» Task goal: Word for word, transcribe the data below.

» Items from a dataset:
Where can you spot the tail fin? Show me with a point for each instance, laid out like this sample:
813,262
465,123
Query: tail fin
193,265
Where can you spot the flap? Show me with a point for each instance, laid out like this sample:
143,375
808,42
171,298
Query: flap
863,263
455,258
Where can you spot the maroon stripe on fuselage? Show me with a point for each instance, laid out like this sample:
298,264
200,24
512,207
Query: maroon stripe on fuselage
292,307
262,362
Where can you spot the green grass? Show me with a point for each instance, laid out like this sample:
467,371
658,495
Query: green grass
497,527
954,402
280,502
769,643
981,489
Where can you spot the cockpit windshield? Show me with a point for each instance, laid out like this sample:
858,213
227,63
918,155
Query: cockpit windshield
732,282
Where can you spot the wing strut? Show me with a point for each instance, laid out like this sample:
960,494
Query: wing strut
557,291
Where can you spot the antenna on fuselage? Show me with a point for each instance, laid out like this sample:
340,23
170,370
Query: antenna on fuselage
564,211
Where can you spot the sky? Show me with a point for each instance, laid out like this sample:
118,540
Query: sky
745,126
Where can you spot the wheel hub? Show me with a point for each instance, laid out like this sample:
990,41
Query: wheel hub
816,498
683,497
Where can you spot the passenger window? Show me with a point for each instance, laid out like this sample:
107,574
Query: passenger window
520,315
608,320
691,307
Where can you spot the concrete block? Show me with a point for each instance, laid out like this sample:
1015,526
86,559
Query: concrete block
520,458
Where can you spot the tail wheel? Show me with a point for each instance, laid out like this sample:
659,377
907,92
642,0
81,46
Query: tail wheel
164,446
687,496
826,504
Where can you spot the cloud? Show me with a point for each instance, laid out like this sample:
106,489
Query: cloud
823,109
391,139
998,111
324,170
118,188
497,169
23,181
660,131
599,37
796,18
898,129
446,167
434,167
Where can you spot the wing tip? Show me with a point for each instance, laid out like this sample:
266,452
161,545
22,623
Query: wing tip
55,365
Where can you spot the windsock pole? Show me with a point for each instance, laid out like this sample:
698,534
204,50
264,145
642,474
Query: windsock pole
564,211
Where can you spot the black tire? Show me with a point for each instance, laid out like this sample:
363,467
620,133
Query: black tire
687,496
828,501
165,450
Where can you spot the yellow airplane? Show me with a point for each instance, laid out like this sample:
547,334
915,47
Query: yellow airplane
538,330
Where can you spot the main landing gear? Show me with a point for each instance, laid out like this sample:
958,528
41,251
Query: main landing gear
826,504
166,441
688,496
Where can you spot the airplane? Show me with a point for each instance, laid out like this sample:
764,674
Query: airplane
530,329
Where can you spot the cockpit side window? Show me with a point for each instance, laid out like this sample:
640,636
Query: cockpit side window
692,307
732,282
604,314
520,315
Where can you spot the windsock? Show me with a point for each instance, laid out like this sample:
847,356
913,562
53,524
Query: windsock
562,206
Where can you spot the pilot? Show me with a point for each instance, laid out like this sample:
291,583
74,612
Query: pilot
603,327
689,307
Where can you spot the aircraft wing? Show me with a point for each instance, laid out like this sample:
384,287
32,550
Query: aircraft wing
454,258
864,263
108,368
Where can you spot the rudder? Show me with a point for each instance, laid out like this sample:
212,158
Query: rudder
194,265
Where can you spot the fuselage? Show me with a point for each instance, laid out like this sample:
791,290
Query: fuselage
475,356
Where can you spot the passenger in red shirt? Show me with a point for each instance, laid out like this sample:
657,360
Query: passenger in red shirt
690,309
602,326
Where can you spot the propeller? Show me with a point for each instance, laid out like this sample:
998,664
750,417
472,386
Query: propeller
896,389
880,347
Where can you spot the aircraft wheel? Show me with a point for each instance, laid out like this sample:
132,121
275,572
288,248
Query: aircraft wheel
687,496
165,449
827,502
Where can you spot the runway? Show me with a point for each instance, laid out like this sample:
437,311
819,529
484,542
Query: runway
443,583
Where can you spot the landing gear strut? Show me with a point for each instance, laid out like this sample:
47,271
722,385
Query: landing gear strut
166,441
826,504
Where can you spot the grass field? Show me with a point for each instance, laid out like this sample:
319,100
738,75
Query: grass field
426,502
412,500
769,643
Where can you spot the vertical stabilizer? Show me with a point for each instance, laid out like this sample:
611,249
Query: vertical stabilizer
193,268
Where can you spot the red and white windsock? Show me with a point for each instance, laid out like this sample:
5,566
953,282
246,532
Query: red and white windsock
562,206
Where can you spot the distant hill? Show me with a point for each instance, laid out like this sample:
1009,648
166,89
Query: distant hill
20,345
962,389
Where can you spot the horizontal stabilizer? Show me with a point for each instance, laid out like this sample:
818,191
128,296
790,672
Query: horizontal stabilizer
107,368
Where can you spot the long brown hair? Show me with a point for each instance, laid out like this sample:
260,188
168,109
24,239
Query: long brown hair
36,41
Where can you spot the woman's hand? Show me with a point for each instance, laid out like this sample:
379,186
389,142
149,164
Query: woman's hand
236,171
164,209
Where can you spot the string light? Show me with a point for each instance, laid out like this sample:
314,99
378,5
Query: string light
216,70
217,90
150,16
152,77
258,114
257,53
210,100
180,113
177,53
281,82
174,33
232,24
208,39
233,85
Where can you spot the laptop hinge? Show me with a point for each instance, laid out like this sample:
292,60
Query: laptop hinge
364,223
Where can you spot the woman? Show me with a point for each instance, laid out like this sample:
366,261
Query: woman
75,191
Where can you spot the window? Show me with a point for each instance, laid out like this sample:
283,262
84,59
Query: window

» Your solution:
Where can you spot the tail fin? Show me with a point for each instance, laid out like this sample:
813,262
465,123
Query: tail fin
193,265
Where can you spot the flap? Show me with a point for each instance, laid out like this sample:
143,375
808,42
171,298
Query: flap
863,263
455,258
Where can you spot the maroon stripe on fuselage? Show me with a point for each instance, laid out like this sample:
298,264
200,24
512,207
Query: maroon stripe on fuselage
292,307
262,362
Where can you spot the green grass? Show me with a point for each instance, laid out like this sample:
467,371
658,495
Query: green grass
497,527
954,402
280,502
769,643
981,489
Where can you spot the cockpit windshield? Show me with a point for each instance, laid out like this sample:
858,213
227,63
918,155
Query: cockpit windshield
732,282
Where can you spot the wing strut? Show me with a point for each instance, laid out like this sample:
960,494
Query: wing strut
557,291
Where can you spot the antenna on fuselage? Show me with a point for each instance, laid out like this sample:
340,23
170,370
Query: antenna on fuselage
564,211
Where can you spot the sky? Show me with a point for each instance, laid out like this sample:
118,540
Query: sky
745,126
Where can you spot the wheel hub? Show me with a point for each instance, laid out like this sample:
990,41
Query: wheel hub
816,498
683,497
Where can you spot the passenger window? Show me with a point for each instance, laid out like this sample:
107,574
Query: passenger window
520,315
608,320
691,307
Where can you spot the concrete block? Show me with a point for each instance, laid out like this sample:
1015,526
86,559
Query: concrete block
520,458
Where can you spot the tail wheel? Show me with a point for each instance, laid out like this sample:
659,377
907,92
642,0
81,46
Query: tail wheel
164,446
687,496
826,504
Where can you spot the cloud? Show me with a point for each instance, laid out like this sample:
106,489
Query: cloud
823,109
391,139
998,111
324,170
118,188
497,169
23,181
660,131
599,37
796,18
898,129
446,167
434,167
Where can you spot the wing tip? Show me with a point for each instance, laid out like this sample:
266,452
161,545
22,623
Query: wing tip
55,365
Where can you spot the windsock pole? Show me with a point for each instance, laid out like this sample:
698,534
204,50
264,145
642,474
Query: windsock pole
564,211
Where can you spot the black tire? Show me with a point for each instance, laid out like this sample:
363,467
620,133
Query: black tire
687,496
828,501
165,450
Where can you spot the yellow airplane? Show me with a point for each instance, laid out like this sample:
547,334
915,47
Query: yellow airplane
538,330
Where can you spot the main landing gear? Show me with a point for each instance, laid out like this sample:
958,528
41,251
Query: main landing gear
826,504
166,441
688,496
Where can you spot the airplane? Show me with a point for each instance, laid out like this sample:
764,674
Query: airplane
530,329
Where can you spot the cockpit side window? Show me with a point for each instance, laid out like this sample:
640,636
Query: cockpit side window
692,307
732,282
604,314
520,315
Where can you spot the windsock? Show me with a point for each instance, laid out like this sample:
847,356
913,562
53,524
Query: windsock
562,206
Where can you spot the pilot? Show me with a point for each instance, laid out like this sample:
291,583
74,612
Query: pilot
603,327
689,307
Where can you spot the aircraft wing? Show me with a point for each instance, laid out like this sample:
384,287
32,550
Query: aircraft wing
454,258
864,263
108,368
Where can you spot the rudder? Show me with a point for each instance, laid out like this sample:
212,158
Query: rudder
194,265
Where can you spot the fuselage? Show me with a point for each instance, laid out like this sample:
791,290
Query: fuselage
475,356
Where can you spot the passenger in red shirt? Show me with a point for each instance, laid out like this sample:
657,360
Query: passenger in red shirt
690,309
602,326
Where can you spot the propeller? Show me with a point for each instance, laid out like this sample:
998,664
750,417
472,386
Query: propeller
896,389
880,347
Where can you spot the aircraft wheel? Show me with a point for each instance, laid out like this sample:
132,121
275,572
288,248
Query: aircraft wheel
687,496
165,449
827,502
Where can you spot the runway? Show me with a point for each instance, laid out like this sample:
437,311
819,529
484,542
Query: runway
443,583
Where can you spot the landing gear strut? Show me with a point for each instance, laid out like this sample:
47,271
722,385
Query: landing gear strut
166,441
826,504
Where can you spot the grass field? Show me with a point for each instance, laid out like this sample:
319,100
738,75
Query: grass field
426,502
412,500
769,643
Where can you spot the vertical stabilizer? Show me with a point for each instance, laid out like this sample:
611,249
Query: vertical stabilizer
193,268
Where can you spot the red and white windsock? Show me with a point for each instance, laid out like this sample:
5,566
953,282
246,532
Query: red and white windsock
562,206
Where can you spot the distant hill? Show me with a point for each instance, laid out like this sample:
1009,648
166,89
Query: distant hill
20,345
962,389
Where can you spot the horizontal stabilizer? Show me with a point for each instance, laid out like this sample:
818,191
128,296
790,672
Query: horizontal stabilizer
107,368
Where can you spot the long brown hair? Show me with a point for each instance, laid out like this sample:
260,188
168,109
24,239
Query: long brown hair
36,41
Where can you spot the woman's hand? Show me with a point for each instance, laid out like this sample:
379,186
389,142
149,164
Query: woman's hand
236,171
164,209
Where can you spot the string light? Show me with a point for each instance, laid out like this sample:
314,99
378,5
Query: string light
216,70
217,90
150,16
152,77
258,114
257,53
210,100
180,113
177,53
281,82
174,33
232,24
208,39
233,85
Where can you spot the laptop hinge? Show me with a point for each instance, laid out like this sample:
292,60
Query: laptop hinge
364,223
Where can you spot the woman? Show me with a point for each instance, laid out like this sample:
366,261
Query: woman
75,191
Where can you spot the window? Show me with a point for each instance, laid out like this sample:
283,262
84,59
Query: window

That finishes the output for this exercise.